## Quoted passage
== == ==

# Copyright symbol?



## mrlnavy (Aug 2, 2011)

When trying to insert a copyright symbol in a metadata preset the book (pg 76) says use "Alt 0169" to get the symbol. Doesn't work. I get a trill sound as if something else is open somewhere. What am I doing incorrectly?


----------



## sizzlingbadger (Aug 2, 2011)

What os are you using ?  If you fill in your profile it makes it much easier for us all to help you.


----------



## Brad Snyder (Aug 2, 2011)

Are you using the numeric keypad? Won't work on the number row at the top of the keyboard. (Presuming some sort of Windows OS)


----------



## b_gossweiler (Aug 2, 2011)

If, for some reason, you can't get it to work, try the following workaround (provided you're under some kind of Windows OS):

Start Menu -> All Programs -> Accessories -> System Tools -> Character Map
Select and copy the © symbol
Paste it into the Metadata Preset
Beat


----------



## mrlnavy (Aug 3, 2011)

*Yes, that's it*



Brad Snyder said:


> Are you using the numeric keypad? Won't work on the number row at the top of the keyboard. (Presuming some sort of Windows OS)



Guess what- I was using the number row. That's something that should be stated explicitly when the book is revised. Thanks


----------



## Kiwigeoff (Aug 3, 2011)

Thanks for filling out your profile, it really helps.
The numeric keyboard thing is an OS thing so the instructions will be there - or not.
Which book are you talking about??


----------



## MarkNicholas (Aug 3, 2011)

I wonder if anyone ever thought about copywriting the copywrite symbol !!!!


----------



## Kiwigeoff (Aug 3, 2011)

MarkNicholas said:


> I wonder if anyone ever thought about copywriting the copywrite symbol !!!!


Mac have done it - option+g =© too easy!!


----------



## b_gossweiler (Aug 3, 2011)

Kiwigeoff said:


> Mac have done it - option+g =© too easy!!



But I guess when you're shooting _*Nikon *_that's not even necessary 
(couldn't resist ....)

Beat


----------



## Kiwigeoff (Aug 3, 2011)

b_gossweiler said:


> But I guess when you're shooting _*Nikon *_that's not even necessary
> (couldn't resist ....)
> 
> Beat


That's right Beat when you shoot with Nikon the files are already copyrighted!!!!


----------



## Victoria Bampton (Aug 3, 2011)

mrlnavy said:


> Guess what- I was using the number row. That's something that should be stated explicitly when the book is revised. Thanks



Funnily enough, that did get updated in the February update.  Sounds like you've still got an older copy, so drop me an email and I'll send you the update.


----------

== == ==

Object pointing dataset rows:
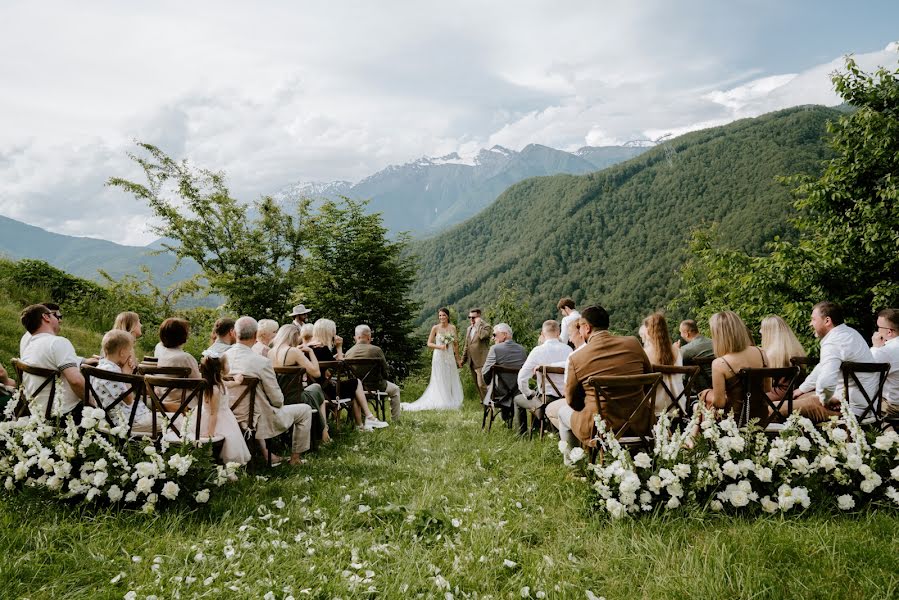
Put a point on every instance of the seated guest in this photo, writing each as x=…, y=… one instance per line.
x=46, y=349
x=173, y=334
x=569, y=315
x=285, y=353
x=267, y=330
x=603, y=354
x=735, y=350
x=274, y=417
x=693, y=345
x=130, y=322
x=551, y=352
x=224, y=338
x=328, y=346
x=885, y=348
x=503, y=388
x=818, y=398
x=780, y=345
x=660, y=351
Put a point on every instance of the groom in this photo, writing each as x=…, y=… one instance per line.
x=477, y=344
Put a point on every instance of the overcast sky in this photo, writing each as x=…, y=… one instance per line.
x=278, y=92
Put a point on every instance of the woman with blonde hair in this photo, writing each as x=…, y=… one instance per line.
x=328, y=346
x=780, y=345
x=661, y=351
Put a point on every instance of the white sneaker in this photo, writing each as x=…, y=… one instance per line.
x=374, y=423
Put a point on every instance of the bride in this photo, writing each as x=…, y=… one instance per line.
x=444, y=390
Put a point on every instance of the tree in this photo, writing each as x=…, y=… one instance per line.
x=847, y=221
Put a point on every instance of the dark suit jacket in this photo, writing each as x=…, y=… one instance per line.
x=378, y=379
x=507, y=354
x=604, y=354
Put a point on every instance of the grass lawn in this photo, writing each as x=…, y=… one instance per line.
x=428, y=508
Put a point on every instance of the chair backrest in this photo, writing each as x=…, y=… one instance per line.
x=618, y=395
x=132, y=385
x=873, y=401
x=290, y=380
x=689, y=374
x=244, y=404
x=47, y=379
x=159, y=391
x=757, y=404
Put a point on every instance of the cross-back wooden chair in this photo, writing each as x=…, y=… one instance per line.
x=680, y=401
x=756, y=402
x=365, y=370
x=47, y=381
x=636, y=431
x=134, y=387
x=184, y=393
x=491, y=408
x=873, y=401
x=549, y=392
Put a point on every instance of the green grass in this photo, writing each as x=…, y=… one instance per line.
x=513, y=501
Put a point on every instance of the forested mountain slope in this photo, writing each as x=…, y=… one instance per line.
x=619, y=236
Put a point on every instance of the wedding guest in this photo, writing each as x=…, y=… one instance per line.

== == ==

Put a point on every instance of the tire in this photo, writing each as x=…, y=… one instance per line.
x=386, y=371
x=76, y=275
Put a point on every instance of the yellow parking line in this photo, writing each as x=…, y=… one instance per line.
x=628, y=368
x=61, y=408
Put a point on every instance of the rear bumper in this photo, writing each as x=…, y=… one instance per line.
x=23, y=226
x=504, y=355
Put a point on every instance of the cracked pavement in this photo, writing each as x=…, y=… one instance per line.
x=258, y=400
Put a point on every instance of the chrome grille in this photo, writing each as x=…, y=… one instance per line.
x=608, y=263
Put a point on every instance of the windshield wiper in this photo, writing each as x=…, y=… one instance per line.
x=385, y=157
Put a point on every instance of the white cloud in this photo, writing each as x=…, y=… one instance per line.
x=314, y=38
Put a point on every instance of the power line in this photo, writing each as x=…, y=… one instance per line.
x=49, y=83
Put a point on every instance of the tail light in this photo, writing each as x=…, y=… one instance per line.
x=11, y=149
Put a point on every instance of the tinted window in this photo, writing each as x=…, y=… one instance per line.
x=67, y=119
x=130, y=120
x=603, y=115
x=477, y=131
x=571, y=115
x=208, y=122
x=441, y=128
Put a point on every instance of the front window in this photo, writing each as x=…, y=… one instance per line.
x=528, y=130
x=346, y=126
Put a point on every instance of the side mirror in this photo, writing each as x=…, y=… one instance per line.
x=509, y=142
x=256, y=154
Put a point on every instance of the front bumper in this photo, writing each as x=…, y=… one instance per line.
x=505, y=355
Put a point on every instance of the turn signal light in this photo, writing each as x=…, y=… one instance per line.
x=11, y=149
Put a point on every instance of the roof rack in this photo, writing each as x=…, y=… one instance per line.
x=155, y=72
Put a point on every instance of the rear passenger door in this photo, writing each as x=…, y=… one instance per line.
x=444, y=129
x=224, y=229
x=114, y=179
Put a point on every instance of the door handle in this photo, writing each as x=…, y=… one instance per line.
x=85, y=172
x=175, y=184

== == ==

## The tasks
1: List every distinct username that posts in the forum thread about the copyright symbol.
2: In the copyright symbol thread, what key combination is given for typing © on a Mac?
3: Retype the copyright symbol thread word for word, starting at "Funnily enough, that" and ending at "you the update.".

## Expected results
1: mrlnavy, sizzlingbadger, Brad Snyder, b_gossweiler, Kiwigeoff, MarkNicholas, Victoria Bampton

2: option+g

3:
Funnily enough, that did get updated in the February update.  Sounds like you've still got an older copy, so drop me an email and I'll send you the update.